• _Document excerpt_
As I posted last year, the next wave of Americans with Disabilities Act (“ADA”) Title III litigation was going to focus on hotels and motels and their reservation systems.  And, I was right.

These cases are primarily focused on the hotel’s reservation system and how detailed the hotel’s web site describes the ADA accessible rooms and the facility.

As previously explained,  these cases are being brought pursuant to 28 CFR 36.302(e) which provides:

(1) Reservations made by places of lodging. A public accommodation that owns, leases (or leases to), or operates a place of lodging shall, with respect to reservations made by any means, including by telephone, in-person, or through a third party –

(i) Modify its policies, practices, or procedures to ensure that individuals with disabilities can make reservations for accessible guest rooms during the same hours and in the same manner as individuals who do not need accessible rooms;

(ii) Identify and describe accessible features in the hotels and guest rooms offered through its reservations service in enough detail to reasonably permit individuals with disabilities to assess independently whether a given hotel or guest room meets his or her accessibility needs;

(iii) Ensure that accessible guest rooms are held for use by individuals with disabilities until all other guest rooms of that type have been rented and the accessible room requested is the only remaining room of that type;

(iv) Reserve, upon request, accessible guest rooms or specific types of guest rooms and ensure that the guest rooms requested are blocked and removed from all reservations systems; and

(v) Guarantee that the specific accessible guest room reserved through its reservations service is held for the reserving customer, regardless of whether a specific room is held in response to reservations made by others.

(2) Exception. The requirements in paragraphs (iii), (iv), and (v) of this section do not apply to reservations for individual guest rooms or other units not owned or substantially controlled by the entity that owns, leases, or operates the overall facility.

(3) Compliance date. The requirements in this section will apply to reservations made on or after March 15, 2012.

These regulations really focus on three parts of the hotel room booking process.

First, if a hotel operates a web site it must describe ADA accessible rooms and the facility in enough detail that the potential customer/visitor can determine if the room and facility are suitable for them.  The case law on what level of description is necessary remains in flux.  However, the more detail a hotel owner can provide the better.  Describe the general facility, including:  ADA accessible parking; ramp into the hotel; elevators access, etc.  Also describe the parts of the common areas, meeting areas, and event areas that are ADA accessible.  Be mindful that ADA accessibility goes beyond mobility/wheelchair issues.  Similarly, provide as much detail as possible regarding your ADA accessible hotel rooms, often these details can be included under room descriptions for your ADA accessible rooms.  Describe the guest room bathroom, path of travel within the guest room, describe any available aids for those with visual or auditory impairments, etc.

• _Supplied material_

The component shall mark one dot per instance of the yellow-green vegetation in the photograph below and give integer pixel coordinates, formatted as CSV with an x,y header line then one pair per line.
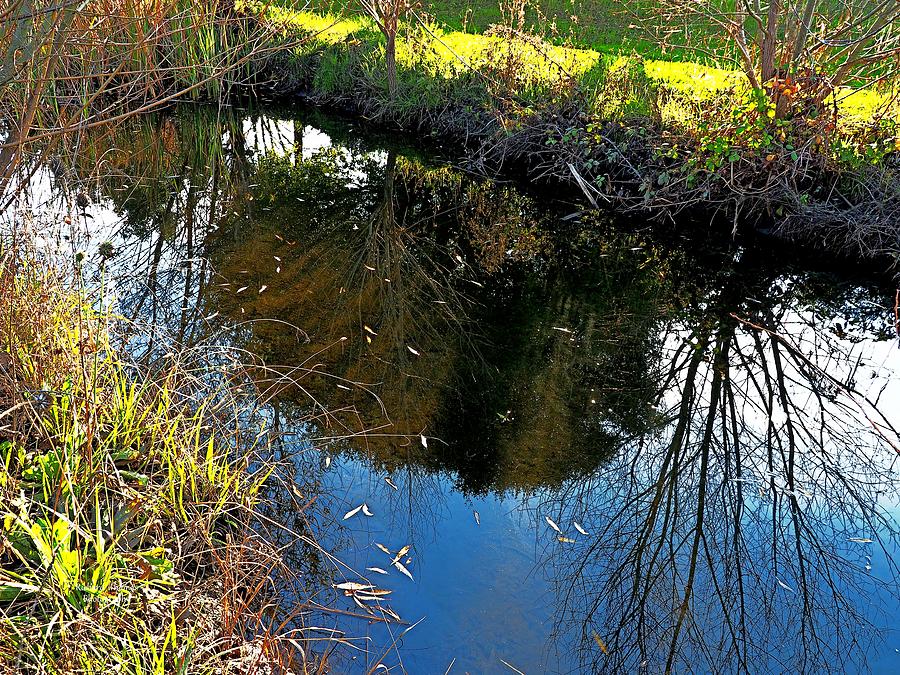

• _Task instructions_
Translate this sentence from the ADA hotel reservations post into Spanish: "These regulations really focus on three parts of the hotel room booking process." The lines after the ADA hotel reservations post come from a different source.

• _Exercise answer_
Estas regulaciones realmente se centran en tres partes del proceso de reserva de habitaciones de hotel.